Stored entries
==================================================

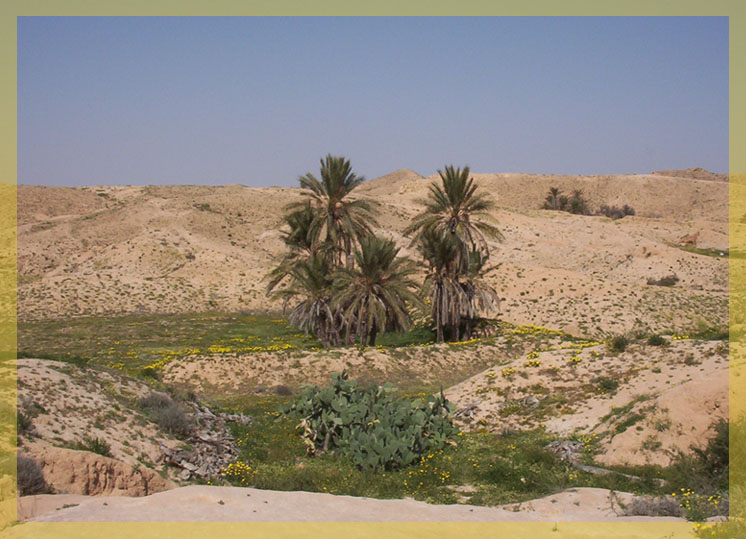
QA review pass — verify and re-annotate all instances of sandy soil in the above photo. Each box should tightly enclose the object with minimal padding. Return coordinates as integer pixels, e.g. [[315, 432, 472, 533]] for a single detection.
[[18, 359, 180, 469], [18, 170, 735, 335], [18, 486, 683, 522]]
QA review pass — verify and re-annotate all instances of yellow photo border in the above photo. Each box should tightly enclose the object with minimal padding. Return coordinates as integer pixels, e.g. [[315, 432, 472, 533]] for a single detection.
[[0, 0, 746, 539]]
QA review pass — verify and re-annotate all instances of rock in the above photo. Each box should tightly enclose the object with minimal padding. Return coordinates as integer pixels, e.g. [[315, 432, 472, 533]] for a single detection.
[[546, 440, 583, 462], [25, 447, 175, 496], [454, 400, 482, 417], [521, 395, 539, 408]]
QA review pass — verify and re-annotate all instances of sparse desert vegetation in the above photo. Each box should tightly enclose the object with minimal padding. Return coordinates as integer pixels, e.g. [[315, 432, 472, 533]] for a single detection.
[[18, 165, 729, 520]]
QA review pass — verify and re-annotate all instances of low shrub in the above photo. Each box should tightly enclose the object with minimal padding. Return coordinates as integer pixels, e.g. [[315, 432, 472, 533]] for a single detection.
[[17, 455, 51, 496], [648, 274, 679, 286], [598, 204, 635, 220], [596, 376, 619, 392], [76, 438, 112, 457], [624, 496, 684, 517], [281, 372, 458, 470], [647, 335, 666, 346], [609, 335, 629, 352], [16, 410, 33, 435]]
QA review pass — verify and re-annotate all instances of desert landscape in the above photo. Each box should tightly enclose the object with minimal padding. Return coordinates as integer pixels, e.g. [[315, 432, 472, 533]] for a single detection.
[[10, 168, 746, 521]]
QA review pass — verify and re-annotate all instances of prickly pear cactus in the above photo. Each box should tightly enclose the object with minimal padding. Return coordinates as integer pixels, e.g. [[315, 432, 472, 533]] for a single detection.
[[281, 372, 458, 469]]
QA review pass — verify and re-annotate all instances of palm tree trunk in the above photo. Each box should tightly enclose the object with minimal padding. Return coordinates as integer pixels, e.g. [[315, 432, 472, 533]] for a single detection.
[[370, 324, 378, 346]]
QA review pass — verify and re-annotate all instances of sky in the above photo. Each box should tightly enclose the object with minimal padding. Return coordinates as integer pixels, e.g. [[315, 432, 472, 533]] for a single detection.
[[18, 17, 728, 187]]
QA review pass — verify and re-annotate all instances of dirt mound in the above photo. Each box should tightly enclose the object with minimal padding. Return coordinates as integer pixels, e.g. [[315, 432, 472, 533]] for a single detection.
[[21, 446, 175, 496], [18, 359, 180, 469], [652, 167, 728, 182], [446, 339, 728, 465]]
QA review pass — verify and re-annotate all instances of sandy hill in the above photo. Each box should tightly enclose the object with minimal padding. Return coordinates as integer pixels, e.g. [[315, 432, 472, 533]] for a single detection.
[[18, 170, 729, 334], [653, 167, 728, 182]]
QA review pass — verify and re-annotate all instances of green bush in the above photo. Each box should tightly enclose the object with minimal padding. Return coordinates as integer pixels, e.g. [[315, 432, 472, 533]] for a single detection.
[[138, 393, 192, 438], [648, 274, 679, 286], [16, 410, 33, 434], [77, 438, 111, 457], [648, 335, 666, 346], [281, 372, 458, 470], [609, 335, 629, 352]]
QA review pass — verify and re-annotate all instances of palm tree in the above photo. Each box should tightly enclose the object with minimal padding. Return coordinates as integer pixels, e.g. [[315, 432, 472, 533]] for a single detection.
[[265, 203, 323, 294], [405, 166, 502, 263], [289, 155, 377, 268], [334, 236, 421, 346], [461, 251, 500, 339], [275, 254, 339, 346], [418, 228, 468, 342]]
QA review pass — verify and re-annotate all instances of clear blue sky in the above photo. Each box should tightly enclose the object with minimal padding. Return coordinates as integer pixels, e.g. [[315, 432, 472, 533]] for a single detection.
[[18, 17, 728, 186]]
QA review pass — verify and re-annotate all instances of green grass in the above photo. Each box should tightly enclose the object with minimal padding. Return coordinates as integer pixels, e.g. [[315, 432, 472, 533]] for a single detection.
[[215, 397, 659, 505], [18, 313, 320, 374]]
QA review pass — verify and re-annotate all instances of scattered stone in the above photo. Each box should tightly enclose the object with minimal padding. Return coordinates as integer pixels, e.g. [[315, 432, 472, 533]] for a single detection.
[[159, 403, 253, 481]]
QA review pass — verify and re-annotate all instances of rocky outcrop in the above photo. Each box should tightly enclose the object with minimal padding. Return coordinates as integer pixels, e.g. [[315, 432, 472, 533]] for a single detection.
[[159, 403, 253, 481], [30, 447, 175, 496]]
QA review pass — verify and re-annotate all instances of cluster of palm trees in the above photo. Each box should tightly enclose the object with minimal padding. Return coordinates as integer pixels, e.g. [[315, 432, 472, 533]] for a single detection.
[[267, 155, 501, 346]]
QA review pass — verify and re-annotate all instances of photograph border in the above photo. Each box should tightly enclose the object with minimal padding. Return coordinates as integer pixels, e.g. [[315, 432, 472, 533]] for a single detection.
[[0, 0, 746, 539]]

==================================================

> **WHAT IS NEEDED**
Render every row above as a Markdown table with the columns n and Line, giving each line a number and leaving out blank lines and pictures.

> **EXERCISE RESPONSE**
| n | Line |
|---|---|
| 1 | QA review pass — verify and re-annotate all instances of sandy soil in the above photo. Each box should tightly enclose the object with minimal padding. Return coordinates as integer pixels, e.g. [[315, 432, 472, 533]] for a single detection. |
| 2 | [[18, 359, 180, 469], [18, 170, 735, 335], [18, 486, 683, 522]] |
| 3 | QA review pass — verify and re-annotate all instances of yellow photo border in the above photo. Each box should tightly enclose the object with minimal padding. Return coordinates as integer pixels, e.g. [[315, 432, 472, 533]] for a single detection. |
| 4 | [[0, 0, 746, 539]] |
| 5 | QA review pass — verify and re-annotate all instances of rock in the above photo. Each box should tightly enclose the object with minimal padding. Return coordinates as integer pixels, e.g. [[315, 432, 472, 533]] for a single detection. |
| 6 | [[546, 440, 583, 462], [25, 447, 175, 496], [454, 400, 482, 417], [521, 395, 539, 408]] |
| 7 | QA review pass — verify and re-annotate all instances of sparse desert vegetation in the above photo. Each box should tightly enclose the object with minimal padding. Return coordinates as integer pixels, e.g. [[315, 432, 472, 533]] for a single detection. |
| 8 | [[18, 165, 729, 520]] |
| 9 | QA review pass — verify and re-annotate all instances of low shrub in the above photo. Each box should tightly enclose the object with minimal padding. Return coordinates as integer pixels, e.g. [[315, 432, 472, 533]] for a single detection. |
| 10 | [[17, 455, 51, 496], [648, 274, 679, 286], [598, 204, 635, 220], [596, 376, 619, 392], [76, 438, 112, 457], [624, 496, 684, 517], [281, 372, 458, 470], [647, 335, 666, 346], [609, 335, 629, 352], [16, 410, 33, 435]] |
| 11 | QA review pass — verify and re-annotate all instances of desert landscape in the above photo. Each box should tightly enclose the object with minimal padding. Return coordinates as integer pixels, e.g. [[315, 432, 472, 533]] for a single detection. |
| 12 | [[10, 168, 746, 521]] |
| 13 | QA review pass — verify and re-annotate all instances of prickly pear cactus in the above photo. Each box should tightly enclose the object with minimal padding. Return coordinates as integer pixels, e.g. [[315, 432, 472, 533]] for a single detection. |
| 14 | [[281, 372, 458, 469]] |
| 15 | QA review pass — verify and re-annotate all instances of palm tree trunk in the above photo. Each box should tightly enclose the object with minimal padding. Return coordinates as integer pixels, e.g. [[315, 432, 472, 533]] for a single detection. |
| 16 | [[370, 324, 378, 346]] |
| 17 | QA review pass — verify and re-annotate all instances of sky in the above photo. Each box should tightly enclose the object with minimal padding. Return coordinates as integer pixels, e.g. [[315, 432, 472, 533]] for a single detection. |
| 18 | [[18, 17, 728, 187]] |
| 19 | QA review pass — verify and re-annotate all instances of dirt mound in the above photo. Each box should tightly enclose the object with minimal padding. Return coordinates as integer pixels, e.g. [[315, 432, 472, 533]] for a single detection. |
| 20 | [[21, 446, 175, 496], [18, 359, 180, 469], [652, 167, 728, 182], [446, 339, 728, 465]] |
| 21 | QA review pass — verify and re-annotate all instances of sandy hill in the above photo. Each box should tightly enclose the object with minimal padding. Return coordinates as integer pixels, e.g. [[315, 432, 472, 533]] for a single detection. |
| 22 | [[18, 170, 729, 334], [653, 167, 728, 182]] |
| 23 | QA review pass — verify and re-annotate all instances of green bush in the above photo. Each box should tightly enclose the object with minimal padding. Return coordinates as integer pixels, e.g. [[315, 432, 472, 533]] for a single detection. |
| 24 | [[138, 393, 192, 438], [648, 274, 679, 286], [16, 410, 33, 434], [77, 438, 111, 457], [648, 335, 666, 346], [281, 372, 458, 470], [609, 335, 629, 352]] |
| 25 | QA review pass — verify and re-annotate all instances of palm tree in the above photo. Each box should tightly enclose the object with minimal padding. Return coordinates as integer pixels, e.g. [[315, 432, 472, 533]] for a single detection. |
| 26 | [[265, 203, 323, 294], [405, 166, 502, 263], [289, 155, 377, 268], [334, 236, 421, 346], [461, 251, 500, 339], [275, 254, 339, 346], [418, 228, 468, 342]] |
| 27 | QA review pass — verify and re-annotate all instances of clear blue sky in the above photo. Each box should tightly enclose the object with minimal padding. Return coordinates as integer pixels, e.g. [[315, 432, 472, 533]] for a single detection. |
| 28 | [[18, 17, 728, 186]] |
| 29 | QA review pass — verify and re-annotate all instances of green grass in the above photo. Each box should tightly enclose the object with minimal padding. Return coordinates as integer pixels, e.g. [[315, 432, 472, 533]] for a single detection. |
| 30 | [[215, 397, 659, 505], [18, 313, 320, 374]] |
| 31 | QA review pass — verify and re-annotate all instances of scattered stone in the above photo. Each box should tightly enclose the object with minimal padding. Return coordinates as integer pixels, e.g. [[315, 432, 472, 533]] for a single detection. |
| 32 | [[159, 403, 253, 481]] |
| 33 | QA review pass — verify and re-annotate all instances of rocky outcrop in the above photo. Each box should tightly enclose the object with minimal padding. Return coordinates as integer pixels, e.g. [[315, 432, 472, 533]] for a single detection. |
| 34 | [[159, 403, 253, 481], [30, 447, 175, 496]] |
| 35 | QA review pass — verify and re-annotate all instances of cluster of palm trees in the above photo. Each box should tightly enclose the object with minimal padding. Return coordinates as integer pixels, e.g. [[315, 432, 472, 533]] for a single detection. |
| 36 | [[267, 155, 501, 346]] |
| 37 | QA review pass — verify and re-annotate all instances of photograph border in the above photo. Each box should tightly enclose the object with minimal padding. Return coordinates as integer pixels, e.g. [[315, 432, 472, 533]] for a single detection. |
| 38 | [[0, 0, 746, 539]] |